> _What needs to be done_
Please set down, exactly as written, the line containing "For every instance of the overcast" and every line after it through the end of the records.

> _Source information_
= Beginning of Section =
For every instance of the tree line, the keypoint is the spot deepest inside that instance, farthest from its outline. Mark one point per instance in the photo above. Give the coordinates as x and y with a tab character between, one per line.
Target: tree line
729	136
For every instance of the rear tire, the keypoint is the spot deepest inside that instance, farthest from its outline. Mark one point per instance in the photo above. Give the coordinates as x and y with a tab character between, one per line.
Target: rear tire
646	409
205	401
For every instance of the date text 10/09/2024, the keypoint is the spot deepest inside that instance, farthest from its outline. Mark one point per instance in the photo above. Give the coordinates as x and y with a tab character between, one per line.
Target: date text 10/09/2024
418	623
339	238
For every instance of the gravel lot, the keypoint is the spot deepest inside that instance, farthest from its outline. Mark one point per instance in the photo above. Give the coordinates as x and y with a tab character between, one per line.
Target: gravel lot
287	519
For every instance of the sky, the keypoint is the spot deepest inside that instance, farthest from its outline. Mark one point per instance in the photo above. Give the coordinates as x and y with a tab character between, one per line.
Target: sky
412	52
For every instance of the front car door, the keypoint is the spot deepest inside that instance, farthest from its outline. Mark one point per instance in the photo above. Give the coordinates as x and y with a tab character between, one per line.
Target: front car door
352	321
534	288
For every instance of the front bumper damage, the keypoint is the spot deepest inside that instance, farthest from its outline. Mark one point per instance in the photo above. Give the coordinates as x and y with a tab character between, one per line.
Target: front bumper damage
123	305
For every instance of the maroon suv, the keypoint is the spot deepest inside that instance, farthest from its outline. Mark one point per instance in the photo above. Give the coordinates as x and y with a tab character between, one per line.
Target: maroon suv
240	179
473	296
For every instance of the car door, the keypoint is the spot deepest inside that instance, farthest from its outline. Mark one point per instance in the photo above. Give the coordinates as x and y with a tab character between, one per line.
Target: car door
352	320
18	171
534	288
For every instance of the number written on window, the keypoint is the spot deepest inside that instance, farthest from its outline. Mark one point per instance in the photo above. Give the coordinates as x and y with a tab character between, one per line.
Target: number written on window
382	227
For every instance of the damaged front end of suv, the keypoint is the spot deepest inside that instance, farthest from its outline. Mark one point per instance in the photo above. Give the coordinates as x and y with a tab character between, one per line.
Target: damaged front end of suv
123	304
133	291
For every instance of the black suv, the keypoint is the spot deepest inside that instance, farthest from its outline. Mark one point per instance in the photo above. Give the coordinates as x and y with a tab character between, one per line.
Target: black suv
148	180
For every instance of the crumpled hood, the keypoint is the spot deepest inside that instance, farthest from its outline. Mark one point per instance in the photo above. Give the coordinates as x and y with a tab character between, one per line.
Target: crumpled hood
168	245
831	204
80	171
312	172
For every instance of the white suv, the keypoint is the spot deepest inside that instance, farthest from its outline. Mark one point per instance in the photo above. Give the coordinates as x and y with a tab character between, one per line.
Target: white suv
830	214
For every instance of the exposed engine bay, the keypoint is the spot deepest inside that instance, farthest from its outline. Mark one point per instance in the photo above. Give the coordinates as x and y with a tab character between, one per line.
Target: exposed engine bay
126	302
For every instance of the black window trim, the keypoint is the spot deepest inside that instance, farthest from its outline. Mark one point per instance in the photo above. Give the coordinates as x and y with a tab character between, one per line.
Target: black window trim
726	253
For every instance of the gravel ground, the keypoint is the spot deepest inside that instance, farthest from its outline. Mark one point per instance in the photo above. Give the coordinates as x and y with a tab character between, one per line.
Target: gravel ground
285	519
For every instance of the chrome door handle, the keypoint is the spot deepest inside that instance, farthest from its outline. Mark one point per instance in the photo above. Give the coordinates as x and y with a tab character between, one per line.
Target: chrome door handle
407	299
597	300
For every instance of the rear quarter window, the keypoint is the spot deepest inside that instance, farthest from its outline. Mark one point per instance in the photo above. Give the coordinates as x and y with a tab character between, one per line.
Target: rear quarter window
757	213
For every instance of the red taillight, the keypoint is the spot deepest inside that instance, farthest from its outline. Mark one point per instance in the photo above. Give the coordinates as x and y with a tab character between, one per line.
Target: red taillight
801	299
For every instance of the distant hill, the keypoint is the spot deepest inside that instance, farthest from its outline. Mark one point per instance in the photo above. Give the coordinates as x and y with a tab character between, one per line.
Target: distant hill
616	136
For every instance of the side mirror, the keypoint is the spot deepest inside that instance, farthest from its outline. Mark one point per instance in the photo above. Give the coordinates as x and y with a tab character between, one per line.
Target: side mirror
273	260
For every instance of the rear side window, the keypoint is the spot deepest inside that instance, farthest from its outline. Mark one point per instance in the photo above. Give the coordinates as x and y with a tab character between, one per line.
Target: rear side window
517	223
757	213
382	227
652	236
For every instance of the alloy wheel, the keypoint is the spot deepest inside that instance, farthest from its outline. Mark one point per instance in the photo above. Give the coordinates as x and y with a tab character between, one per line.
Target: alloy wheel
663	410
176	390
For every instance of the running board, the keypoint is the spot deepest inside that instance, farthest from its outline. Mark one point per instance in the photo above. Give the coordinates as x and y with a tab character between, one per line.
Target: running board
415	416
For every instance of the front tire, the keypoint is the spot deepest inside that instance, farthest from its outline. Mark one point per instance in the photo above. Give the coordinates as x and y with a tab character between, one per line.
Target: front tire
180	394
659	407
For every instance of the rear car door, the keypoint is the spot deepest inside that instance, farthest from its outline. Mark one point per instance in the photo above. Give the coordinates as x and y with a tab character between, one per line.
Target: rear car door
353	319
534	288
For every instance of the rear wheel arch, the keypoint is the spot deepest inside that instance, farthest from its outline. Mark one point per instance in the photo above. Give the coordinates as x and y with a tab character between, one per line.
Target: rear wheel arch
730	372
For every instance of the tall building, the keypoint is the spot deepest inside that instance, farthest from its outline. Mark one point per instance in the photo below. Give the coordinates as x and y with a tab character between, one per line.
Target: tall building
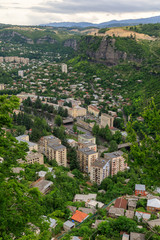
106	120
85	158
100	169
52	148
1	87
64	68
118	162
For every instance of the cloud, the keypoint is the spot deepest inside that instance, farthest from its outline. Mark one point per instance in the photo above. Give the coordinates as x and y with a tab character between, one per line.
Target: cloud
84	6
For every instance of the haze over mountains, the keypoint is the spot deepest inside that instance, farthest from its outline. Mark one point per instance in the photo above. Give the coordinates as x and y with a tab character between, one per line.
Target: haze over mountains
113	23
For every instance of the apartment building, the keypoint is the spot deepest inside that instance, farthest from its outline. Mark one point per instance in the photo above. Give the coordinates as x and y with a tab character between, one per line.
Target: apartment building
117	162
85	138
85	158
93	110
33	157
64	68
106	119
100	169
52	148
57	152
1	86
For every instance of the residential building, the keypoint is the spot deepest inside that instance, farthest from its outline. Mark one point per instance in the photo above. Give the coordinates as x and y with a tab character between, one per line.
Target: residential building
153	205
85	138
64	68
77	111
94	204
84	197
129	214
142	215
100	169
44	186
79	216
117	162
140	189
121	203
1	86
106	119
33	157
132	204
85	158
59	153
137	236
93	110
68	225
116	212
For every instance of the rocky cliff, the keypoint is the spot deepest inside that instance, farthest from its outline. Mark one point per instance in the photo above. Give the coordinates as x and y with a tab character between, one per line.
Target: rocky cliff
71	43
103	50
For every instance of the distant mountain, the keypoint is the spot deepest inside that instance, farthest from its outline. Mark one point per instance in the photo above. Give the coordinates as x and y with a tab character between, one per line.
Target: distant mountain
113	23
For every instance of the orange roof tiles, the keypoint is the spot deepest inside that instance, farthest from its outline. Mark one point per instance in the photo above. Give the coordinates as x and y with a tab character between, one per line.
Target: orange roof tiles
79	216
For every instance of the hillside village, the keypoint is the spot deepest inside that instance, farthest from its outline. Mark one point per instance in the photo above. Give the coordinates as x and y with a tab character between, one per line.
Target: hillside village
72	125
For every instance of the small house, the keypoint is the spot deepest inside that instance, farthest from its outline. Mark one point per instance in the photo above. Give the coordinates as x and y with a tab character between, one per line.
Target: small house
68	225
140	190
79	216
153	205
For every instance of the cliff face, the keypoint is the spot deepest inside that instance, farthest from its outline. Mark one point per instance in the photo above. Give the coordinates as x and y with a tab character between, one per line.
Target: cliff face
71	43
105	52
46	39
15	36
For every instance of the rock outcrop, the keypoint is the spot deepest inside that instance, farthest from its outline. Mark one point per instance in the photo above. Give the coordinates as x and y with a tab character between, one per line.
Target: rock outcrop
71	43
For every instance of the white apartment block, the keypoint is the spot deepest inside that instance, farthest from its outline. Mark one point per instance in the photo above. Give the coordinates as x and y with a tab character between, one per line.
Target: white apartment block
100	169
117	162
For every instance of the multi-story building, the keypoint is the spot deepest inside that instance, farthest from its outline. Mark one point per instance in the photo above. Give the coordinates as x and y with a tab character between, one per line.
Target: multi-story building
85	138
118	162
106	120
100	169
64	68
52	148
1	86
85	158
33	157
94	110
57	152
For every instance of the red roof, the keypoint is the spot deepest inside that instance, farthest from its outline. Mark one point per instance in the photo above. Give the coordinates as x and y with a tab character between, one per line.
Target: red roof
79	216
121	203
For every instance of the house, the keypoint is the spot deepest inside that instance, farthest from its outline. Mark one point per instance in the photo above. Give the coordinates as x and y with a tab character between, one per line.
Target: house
79	216
43	185
137	236
116	212
87	210
154	223
121	203
84	197
140	190
125	236
142	215
97	222
153	205
132	204
68	225
72	208
129	214
94	204
52	222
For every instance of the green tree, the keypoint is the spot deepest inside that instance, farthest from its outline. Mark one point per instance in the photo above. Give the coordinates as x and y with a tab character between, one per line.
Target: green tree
58	120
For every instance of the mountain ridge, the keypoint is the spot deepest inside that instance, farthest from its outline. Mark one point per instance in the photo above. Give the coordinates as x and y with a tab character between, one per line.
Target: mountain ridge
112	23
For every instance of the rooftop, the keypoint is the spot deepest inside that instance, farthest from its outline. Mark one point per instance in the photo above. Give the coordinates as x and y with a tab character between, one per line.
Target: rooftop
79	216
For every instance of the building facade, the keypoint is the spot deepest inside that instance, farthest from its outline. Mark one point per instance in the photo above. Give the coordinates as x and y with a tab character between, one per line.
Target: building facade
106	120
100	169
117	162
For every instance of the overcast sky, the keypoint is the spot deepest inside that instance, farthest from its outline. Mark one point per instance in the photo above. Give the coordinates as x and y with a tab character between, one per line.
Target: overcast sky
33	12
= End of Section =
> _Exercise response_
For every instance of the overcast sky, the keypoint is the spot deepest inside that instance, farthest from its outline. Mark one point per instance in the photo above. Give the coordinates as x and y with a tab character between, one per line.
Target: overcast sky
33	12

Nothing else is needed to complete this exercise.